### EXERCISE BRIEF
Only the lines from the one holding "like [(279, 263)]." to the end should be retyped, exactly, with both ends included and no pictures.

------------------------

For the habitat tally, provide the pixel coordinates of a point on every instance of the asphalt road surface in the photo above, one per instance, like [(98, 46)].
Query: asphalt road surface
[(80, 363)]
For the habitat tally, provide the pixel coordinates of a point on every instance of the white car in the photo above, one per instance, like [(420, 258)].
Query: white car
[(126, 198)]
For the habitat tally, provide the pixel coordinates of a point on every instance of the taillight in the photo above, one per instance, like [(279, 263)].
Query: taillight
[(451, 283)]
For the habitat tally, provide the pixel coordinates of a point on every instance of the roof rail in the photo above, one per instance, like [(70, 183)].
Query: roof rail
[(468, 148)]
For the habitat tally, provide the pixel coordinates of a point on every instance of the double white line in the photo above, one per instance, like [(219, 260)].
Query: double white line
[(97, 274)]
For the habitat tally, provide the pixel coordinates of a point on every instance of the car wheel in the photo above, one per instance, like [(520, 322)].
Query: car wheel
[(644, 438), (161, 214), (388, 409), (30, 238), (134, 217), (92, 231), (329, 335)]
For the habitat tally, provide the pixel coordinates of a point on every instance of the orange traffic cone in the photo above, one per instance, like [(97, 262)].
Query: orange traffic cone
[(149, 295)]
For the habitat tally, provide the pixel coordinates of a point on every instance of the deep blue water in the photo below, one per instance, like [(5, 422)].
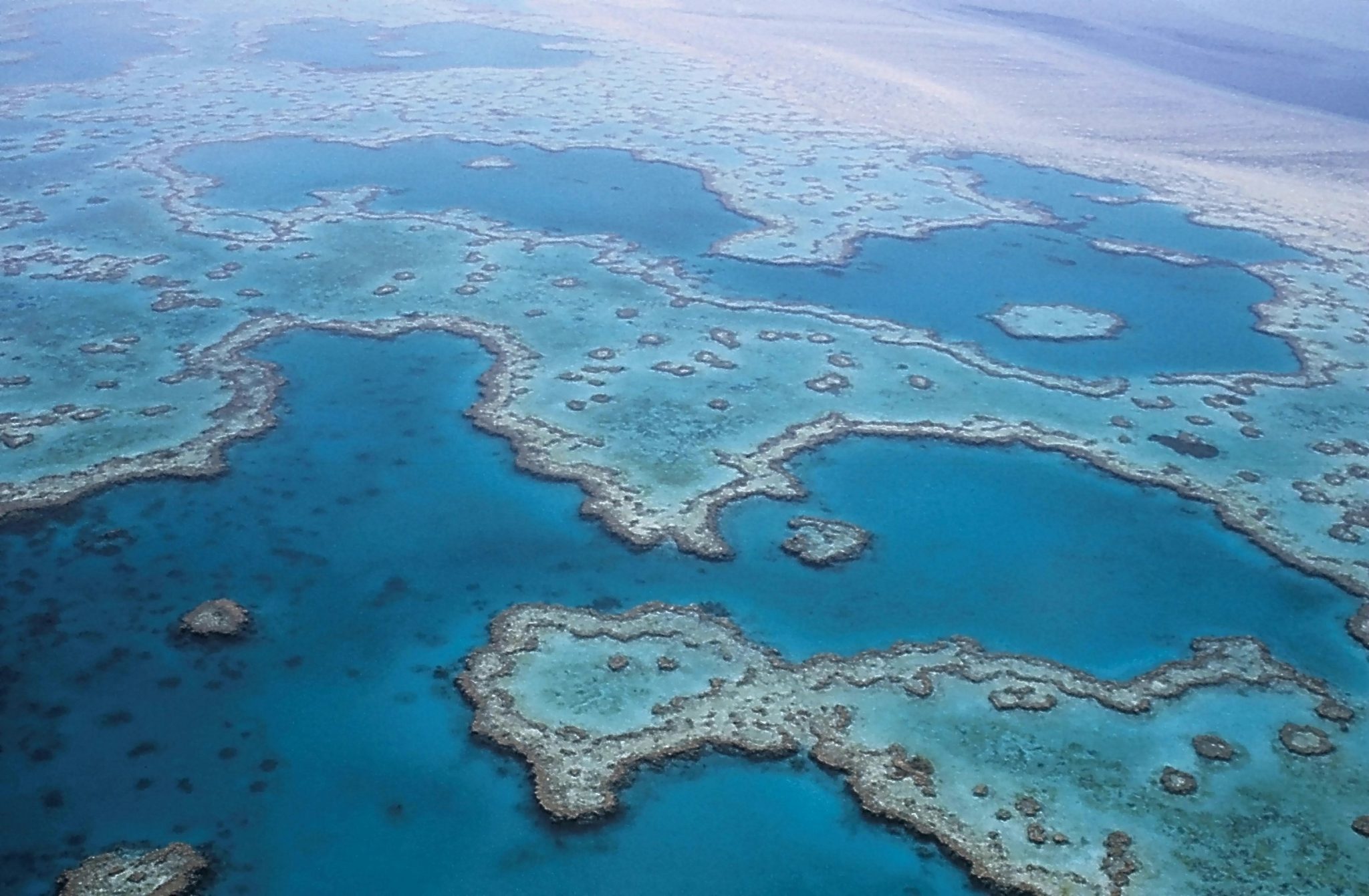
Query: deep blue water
[(947, 282), (80, 41), (374, 533), (347, 45)]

------------------------

### FINISHED TASK
For the habitat tally, provide the pixel coordinates of a point on every instance of the taillight in the photo above, one per instance, like [(279, 263)].
Query: taillight
[(451, 283)]
For the habitat tally, provide the pixel coordinates of a point on every instance of the roof rail in the photo above, one per instance, like [(70, 183)].
Query: roof rail
[(468, 148)]
For the habitat tally, provide the pixel coordinates of a point on every instance of the double white line in the photo above, one per instance, like [(219, 260)].
Query: double white line
[(97, 274)]
For the habitat tally, provide the pixel coordinates of a point on every instance of the car wheel in the photo above, one per instance, like [(520, 322)].
Query: car wheel
[(644, 438), (161, 214), (388, 409), (30, 238), (134, 217), (92, 231), (329, 335)]
For the habitat tally, provide the pixel coordinates of a point on every instance of the orange traffic cone in the photo above, one per instance, like [(97, 262)].
Query: orange traffic cone
[(149, 295)]
For the habitat tally, provide the pixel coordinates of a point on every instance of the deep blue water in the photo below, one per instance, like [(5, 422)].
Query: deep blue water
[(947, 282), (80, 41), (374, 533), (347, 45)]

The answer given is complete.